Aim A. In the listing below, rewrite the lines from the one containing "with pen on" through the last line of the listing, inclusive, as a numbered list, leaving out blank lines.

Source text.
* begin *
Sunday, 13 July 2014

A Game for 2-4 Players Based on the Successful TV Series

Board games based on TV shows were a part of everyone 70s kid's childhood. Some were good, some were desperate. And by that I mean that playing them required a degree in quantum physics to understand the rules of a game that had as much to do with the TV show they were based on as they did to a cantaloupe.

I had several of these games. Mostly they were Christmas presents and invariably they were based on a love for the TV series or a particularly convincing TV ad.

There were two based on 'Doctor Who' – one was a really disappointing board and dice game in which you had to visit four planets and do something heroic to save the galaxy. It did have a nice perfunctory TARDIS shaped shaker for the dice though. The version I had also came with a giant sticker of Tom Baker on the box – evidently he hadn't been cast as the Doctor or given his permission for his image to be used when the game was first released. You do have to admire the gall of Denys Fisher.
* end *
Data section.
* begin *
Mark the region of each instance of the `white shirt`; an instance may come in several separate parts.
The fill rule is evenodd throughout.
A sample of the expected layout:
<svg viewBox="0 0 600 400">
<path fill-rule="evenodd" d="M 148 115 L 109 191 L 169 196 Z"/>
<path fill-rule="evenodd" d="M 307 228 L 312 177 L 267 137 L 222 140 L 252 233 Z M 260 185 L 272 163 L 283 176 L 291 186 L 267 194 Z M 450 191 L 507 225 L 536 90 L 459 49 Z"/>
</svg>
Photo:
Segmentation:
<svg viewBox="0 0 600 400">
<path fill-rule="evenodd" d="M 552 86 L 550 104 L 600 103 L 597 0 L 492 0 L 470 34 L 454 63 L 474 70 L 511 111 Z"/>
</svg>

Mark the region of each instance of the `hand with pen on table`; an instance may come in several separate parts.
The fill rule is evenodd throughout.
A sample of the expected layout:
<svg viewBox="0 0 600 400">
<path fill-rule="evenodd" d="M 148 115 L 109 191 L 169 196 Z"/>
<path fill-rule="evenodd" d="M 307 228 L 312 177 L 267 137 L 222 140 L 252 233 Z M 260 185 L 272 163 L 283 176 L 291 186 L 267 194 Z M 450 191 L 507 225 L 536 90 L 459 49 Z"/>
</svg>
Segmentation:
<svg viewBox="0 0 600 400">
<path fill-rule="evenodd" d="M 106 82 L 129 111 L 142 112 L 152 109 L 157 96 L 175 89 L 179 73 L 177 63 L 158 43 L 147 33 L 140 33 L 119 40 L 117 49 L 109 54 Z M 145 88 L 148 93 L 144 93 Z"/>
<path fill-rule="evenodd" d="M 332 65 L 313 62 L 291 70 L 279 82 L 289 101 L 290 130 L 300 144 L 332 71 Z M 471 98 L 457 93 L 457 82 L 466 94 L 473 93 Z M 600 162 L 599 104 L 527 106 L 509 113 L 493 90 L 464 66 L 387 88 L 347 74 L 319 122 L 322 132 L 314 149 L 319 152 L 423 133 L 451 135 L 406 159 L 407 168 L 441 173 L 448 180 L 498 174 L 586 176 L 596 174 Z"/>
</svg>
* end *
Aim B. In the post on TV-show board games, what was the dice shaker in the disappointing Doctor Who board game shaped like?

Full output A.
1. Mark the region of each instance of the `hand with pen on table`; an instance may come in several separate parts.
2. The fill rule is evenodd throughout.
3. A sample of the expected layout:
4. <svg viewBox="0 0 600 400">
5. <path fill-rule="evenodd" d="M 148 115 L 109 191 L 169 196 Z"/>
6. <path fill-rule="evenodd" d="M 307 228 L 312 177 L 267 137 L 222 140 L 252 233 Z M 260 185 L 272 163 L 283 176 L 291 186 L 267 194 Z M 450 191 L 507 225 L 536 90 L 459 49 Z"/>
7. </svg>
8. Segmentation:
9. <svg viewBox="0 0 600 400">
10. <path fill-rule="evenodd" d="M 106 82 L 129 111 L 142 112 L 152 109 L 157 96 L 175 89 L 179 73 L 177 63 L 158 43 L 147 33 L 140 33 L 119 40 L 117 49 L 109 54 Z M 145 88 L 148 93 L 144 93 Z"/>
11. <path fill-rule="evenodd" d="M 332 65 L 313 62 L 291 70 L 279 82 L 289 101 L 290 130 L 300 144 L 332 71 Z M 471 98 L 457 93 L 457 82 L 466 94 L 473 93 Z M 600 162 L 599 104 L 527 106 L 509 113 L 493 90 L 464 66 L 387 88 L 347 74 L 319 122 L 322 132 L 314 149 L 319 152 L 423 133 L 451 135 L 406 159 L 407 168 L 441 173 L 448 180 L 498 174 L 586 176 L 596 174 Z"/>
12. </svg>

Full output B. It was shaped like a TARDIS.